| Çıkarılan Metin |
Cahit Obruk "-Yok hemşerim, kusur kimsede değil/Erkekçe konuşalım, yalansız/Kusur düpedüz senin/Bu dağlar soyunurken çırılçıplak/Elin titrememiş..." diyor ve ilâve ediyor:
"-Hani İç Deniz'in suları?/Hani İç Deniz'in yerleri?/Hani İç Deniz'in yolları?/Bu koca yazı yanmış cayır cayır/Kılın kıpırdamamış./Yeşili dövmüşler/Yeşili kovmuşlar/Yeşili öldürmüşler hemşerim/Gık dememişsin".
"Ne dağ keçisini kına/Ne suçu düşmana yükle/Erkekçe konuşalım hemşerim/Tâ beşyüz yıldan beri korkusuz/Bir suçlu dolaşıyor aramızda/Bu kavruk, bu sarı toprağın ahına/Onu, o suçluyu/Şu kel dağlara aşmalı!"
Böyle diyor Cahit Obruk... Biraz sertçe diyor, biraz sinirli diyor, ama doğru diyor... Şu kel toprakların, şu yağır tepelerin, şu kıraç bellerin bir suçlusu olmalı... O "suçlu"yu bulup, kıraçlar ortasında aşmalı... "Asmalı" ki, suç suçluya kâr kalmasın...
ORTA MALI MI?
Asırlar var ki, ormanı bir "Tanrı nimeti" değil, "orta malı" saymışız. Lüzumu halinde, lâzım olduğu ölçülerde faydalanılan; tecavüz ve sarkıntılık edilen; yolunan, yakılan, yıkılan "mübâhât" olarak görmüşüz... İtiraf edelim ki bu, "millet olma" tecrübemize yakışmayan bir tarihî ve sosyal ayımıbızdır.
"Asırlar var ki" dedim... Birkaç asırdan önceye dilim varmaz. Zira "ağaç", "orman", "yeşil" inanç ve geleneklerimizde bir "dokunulmaz" varlık...
"Yaş kesen baş keser" demişiz... "-Zeyd ormanda dolaşırken, abası bir dala takıldıkta, bakılır: Eğer aba, dala bir gûnâ zarar vermeden kurtarılabilirse, ol yapılır... Ve illâ, aba kesilir" diye fetva vermişiz... Ormanlara tecavüz ve sarkıntılık edenleri "-Ormanlarımdan bir dal kesenin, başını keserim!.." diye korkutmuşuz... Zira, bu masuniyet, kaynağını Kur'-ân'da, sünnette bulmuş... Hz. Peygamber Mekke'de, Medine'de, Taif’te yeşiline, otuna-burcuna dokunulmaz alanlar kurmuş... Bunun için yasaklar, yasaklar, müeyideler kovmuş... Ormanlardan zati ihtiyaçların karşılanmasına, "kesilenin yerine yenisinin dikilmesi" şartıyla izin buyurmuş...
BİZ NE YAPMIŞIZ?
Orta Asya'yı kurutarak Anadolu'ya geldiğimizde bu topraklar bir yeşil, bir zümrüt cennet gibiydi. Buraları biraz da onun için sevmiştik. Gel gör, bu Allah vergisi nimeti "aziz" bilemedik... Ona bir "İçtimaî değer" olarak bakamadık... Onu, "yırtıcı hayvanlar barınıyor" diye yaktık... Tarla açmak için ateşe verdik... Taze-körpe demeden, hayvanlara yem yapıp doğradık. .. Namütenahi ihtiyaçlarımız için akılsız, ahmak kıyımlar yaptık...

| Yazılı Görevler |
1. Ormanlar üzerine yazıdaki "BİZ NE YAPMIŞIZ?" sözlerinden "ahmak kıyımlar yaptık..." sözlerine kadar uzanan kısmı hiç değiştirmeden geri verir misin?
2. Ormanlar üzerine yazıya göre Hz. Peygamber yeşiline, otuna ve burcuna dokunulmaz alanları hangi yerlerde kurmuş?
3. Ormanlar üzerine yazıyı son cümlesinin ardından devam ettirir misin?

| Verilen Kayıtlar |
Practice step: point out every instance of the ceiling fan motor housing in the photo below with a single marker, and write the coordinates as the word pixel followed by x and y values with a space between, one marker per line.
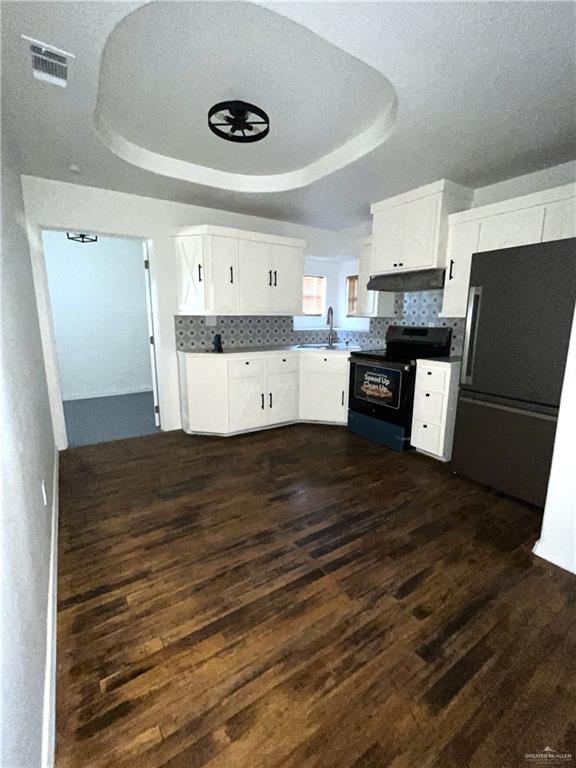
pixel 238 121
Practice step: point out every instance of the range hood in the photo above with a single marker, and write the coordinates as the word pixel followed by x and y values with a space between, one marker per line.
pixel 419 280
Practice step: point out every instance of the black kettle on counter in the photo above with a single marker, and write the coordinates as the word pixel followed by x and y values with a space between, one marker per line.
pixel 217 343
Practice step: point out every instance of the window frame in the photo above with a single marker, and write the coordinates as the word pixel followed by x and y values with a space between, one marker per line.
pixel 349 280
pixel 323 282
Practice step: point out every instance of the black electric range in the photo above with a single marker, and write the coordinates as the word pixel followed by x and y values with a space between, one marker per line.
pixel 381 395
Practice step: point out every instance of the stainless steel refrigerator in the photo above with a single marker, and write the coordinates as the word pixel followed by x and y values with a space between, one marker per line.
pixel 520 310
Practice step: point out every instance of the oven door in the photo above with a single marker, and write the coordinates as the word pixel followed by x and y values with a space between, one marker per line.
pixel 383 390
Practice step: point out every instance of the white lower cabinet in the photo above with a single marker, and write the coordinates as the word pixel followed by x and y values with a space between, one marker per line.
pixel 282 398
pixel 435 399
pixel 231 393
pixel 324 388
pixel 247 403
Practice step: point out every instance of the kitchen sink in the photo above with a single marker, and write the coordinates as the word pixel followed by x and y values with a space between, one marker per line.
pixel 323 346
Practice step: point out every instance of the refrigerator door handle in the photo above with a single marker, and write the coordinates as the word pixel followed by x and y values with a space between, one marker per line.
pixel 472 319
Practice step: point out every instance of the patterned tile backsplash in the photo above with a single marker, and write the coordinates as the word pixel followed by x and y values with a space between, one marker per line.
pixel 416 308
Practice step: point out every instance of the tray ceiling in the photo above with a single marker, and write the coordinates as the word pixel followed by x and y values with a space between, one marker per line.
pixel 485 92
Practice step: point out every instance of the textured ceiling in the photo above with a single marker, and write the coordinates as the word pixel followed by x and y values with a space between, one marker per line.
pixel 195 54
pixel 486 91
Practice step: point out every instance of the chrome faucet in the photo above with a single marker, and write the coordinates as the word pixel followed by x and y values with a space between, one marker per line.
pixel 332 337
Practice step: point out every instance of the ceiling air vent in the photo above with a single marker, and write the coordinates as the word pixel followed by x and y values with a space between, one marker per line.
pixel 48 63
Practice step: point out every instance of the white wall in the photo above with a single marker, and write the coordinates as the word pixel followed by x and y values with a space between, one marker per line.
pixel 28 526
pixel 59 205
pixel 98 300
pixel 558 538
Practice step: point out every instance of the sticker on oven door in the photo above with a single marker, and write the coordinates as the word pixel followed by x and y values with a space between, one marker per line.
pixel 378 385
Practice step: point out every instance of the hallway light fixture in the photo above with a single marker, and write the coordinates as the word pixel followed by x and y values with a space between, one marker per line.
pixel 81 237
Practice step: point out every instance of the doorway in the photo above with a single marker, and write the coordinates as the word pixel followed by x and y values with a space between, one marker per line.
pixel 99 292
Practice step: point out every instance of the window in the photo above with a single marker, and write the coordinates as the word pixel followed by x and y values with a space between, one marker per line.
pixel 314 295
pixel 351 294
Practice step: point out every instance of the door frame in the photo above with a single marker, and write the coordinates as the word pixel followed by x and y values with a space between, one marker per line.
pixel 46 322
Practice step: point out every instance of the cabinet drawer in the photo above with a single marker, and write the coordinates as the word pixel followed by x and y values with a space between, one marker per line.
pixel 428 406
pixel 426 436
pixel 329 363
pixel 286 364
pixel 430 379
pixel 244 367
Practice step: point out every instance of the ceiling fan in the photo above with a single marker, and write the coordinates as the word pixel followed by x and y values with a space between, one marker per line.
pixel 238 121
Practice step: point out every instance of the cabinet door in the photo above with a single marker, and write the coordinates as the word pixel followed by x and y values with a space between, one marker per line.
pixel 507 230
pixel 255 277
pixel 222 275
pixel 323 397
pixel 387 239
pixel 365 304
pixel 282 398
pixel 462 243
pixel 247 403
pixel 420 233
pixel 560 220
pixel 287 276
pixel 191 274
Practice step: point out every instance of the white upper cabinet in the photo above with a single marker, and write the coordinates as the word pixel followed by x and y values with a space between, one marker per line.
pixel 511 229
pixel 222 275
pixel 370 303
pixel 535 218
pixel 232 272
pixel 560 220
pixel 409 231
pixel 255 277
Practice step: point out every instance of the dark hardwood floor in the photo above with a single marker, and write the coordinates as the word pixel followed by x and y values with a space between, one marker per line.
pixel 303 598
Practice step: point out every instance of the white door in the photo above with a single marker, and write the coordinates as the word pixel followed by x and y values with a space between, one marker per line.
pixel 387 239
pixel 192 275
pixel 282 403
pixel 510 229
pixel 462 243
pixel 255 277
pixel 365 303
pixel 560 220
pixel 222 275
pixel 247 404
pixel 323 397
pixel 420 231
pixel 287 275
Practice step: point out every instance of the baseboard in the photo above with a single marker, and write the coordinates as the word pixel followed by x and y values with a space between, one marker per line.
pixel 92 395
pixel 49 714
pixel 541 550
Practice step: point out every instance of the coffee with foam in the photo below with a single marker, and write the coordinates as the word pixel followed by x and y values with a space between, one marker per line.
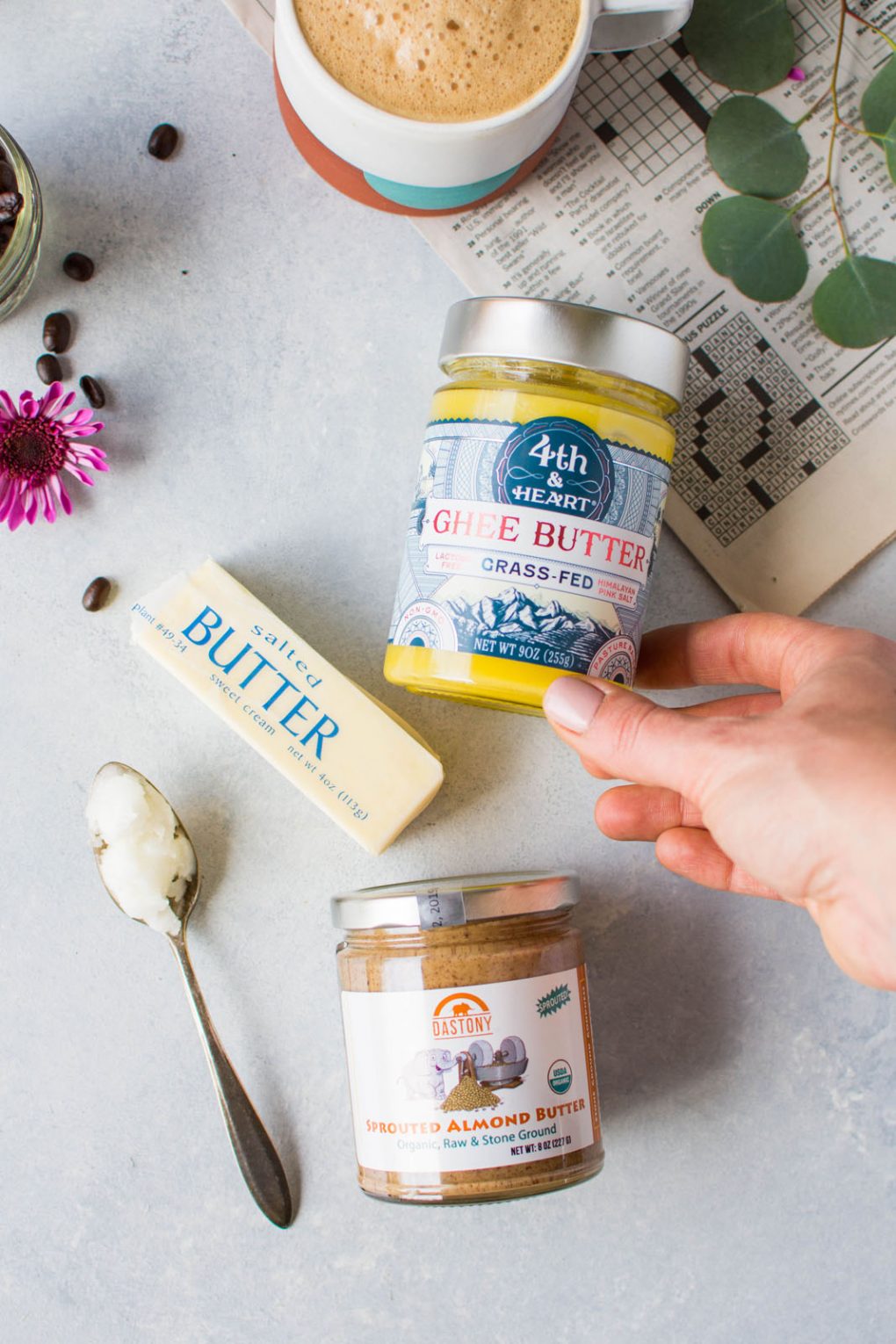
pixel 441 60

| Alıştırma Cevapları |
1.
BİZ NE YAPMIŞIZ?
Orta Asya'yı kurutarak Anadolu'ya geldiğimizde bu topraklar bir yeşil, bir zümrüt cennet gibiydi. Buraları biraz da onun için sevmiştik. Gel gör, bu Allah vergisi nimeti "aziz" bilemedik... Ona bir "İçtimaî değer" olarak bakamadık... Onu, "yırtıcı hayvanlar barınıyor" diye yaktık... Tarla açmak için ateşe verdik... Taze-körpe demeden, hayvanlara yem yapıp doğradık. .. Namütenahi ihtiyaçlarımız için akılsız, ahmak kıyımlar yaptık...

2. Mekke, Medine, Taif

3.
Hadi, yeşilin çıldırdığı Karadeniz kıyıları ile, yeşilin can çekiştiği Akdeniz kıyılarını tenzih edelim ama, "orta"sından "doğu"suna "güney doğu"suna varıncaya kadar yurdumuz "kurak", "kıraç", "kel" topraklar haline geldi. Bu kuraklık, bu kıraçlık, bu kellik.millet olarak "huzur-ı ilahi"de yüzümüze bir şamar gibi vurulacaktır diye korkarız...
Peki, bu utanç pazarında, bu utançtan kurtulmak için ne yapıyoruz? "Ağaç Bayramı", "Ağaçlandırma Haftası", "Ormancılık Günü", bunlar güzel... Çocukluğumuzdan beri, bu memleketin ormancılığından sorumlu "en üst", "üst", "taşra" yönetici ve görevlilerinin bir parlayıp bir sönen çabalamalarına da el-hak şahidiz... "Kıl keçisi" üzerine, "yangın"lar üzerine, "kaçakçılık", "usulsüz kesim" üzerine çok nutuk, nasihat, vaaz dinledik... "Protokol" seviyeli nice toplantılar, kutlamalar, kokteyller, resm-i kabuller gördük... Diyelim ki, konuyu büsbütün unutmamak için bunlar da güzel... Fakat alınganlık göstermeyecek ve doğruyu konuşacaksak, bunlar lüzumlu fakat yetersiz tedbirlerdir... "Ormanların korunması" değil, sadece Anadolu'ya eski yeşil kisvesinin iadesi, "kararlı", "iradeli", "devamlı" programlar ister...
BİR RÜYA
Bir yakınım, hayra yorduğumuz rüya görmüş, onu anlattı... "Rüya ile amel edilmez" deyip geçmemeli... Rüya vardır "rahmani"dir. Bir bakarsın, tahakkuk ediverir... Rüya vardır insana güç, ilham verir... O ilhamla yola çıkıp da başarıyı yakalayan çok insan, çok millet vardır. Belki bu rüya da öylesidir.
Rüya bu ya; Türkiye'de bir "seferberlik" ilân edilmiş... "Ağaçlandırma seferberliği"... 7'den 70'e herkes bu seferberliğe katılmış... Anadolu bölge bölge, il il, ilçe ilçe, semt semt, dağ tepe demeden parsellenmiş, işaretlenmiş, haritalanmış... Çok değil, birkaç yıllık bir planlama ile Türkiye baştanbaşa ağaçlandırı lacakmış... Silâhlı Kuvvetler bu işin öncülüğünü yapıyormuş. "Er"den, "astsubay"dan "subay "a kol gücü; araç gereç; plan program hepsi onlardan... Mahallî-sivil erkân, okullar, belediyeler, halk da onlara yardımcı... Yol açan, fidelikler yapan, su taşıyan askerî cemse, grayder, tanker ve diğer vasıtalar. Asker-sivil bir işbirliği ki, dağ taş, böcü börtü bu işbirliğine destanlar yakıyorlarmış...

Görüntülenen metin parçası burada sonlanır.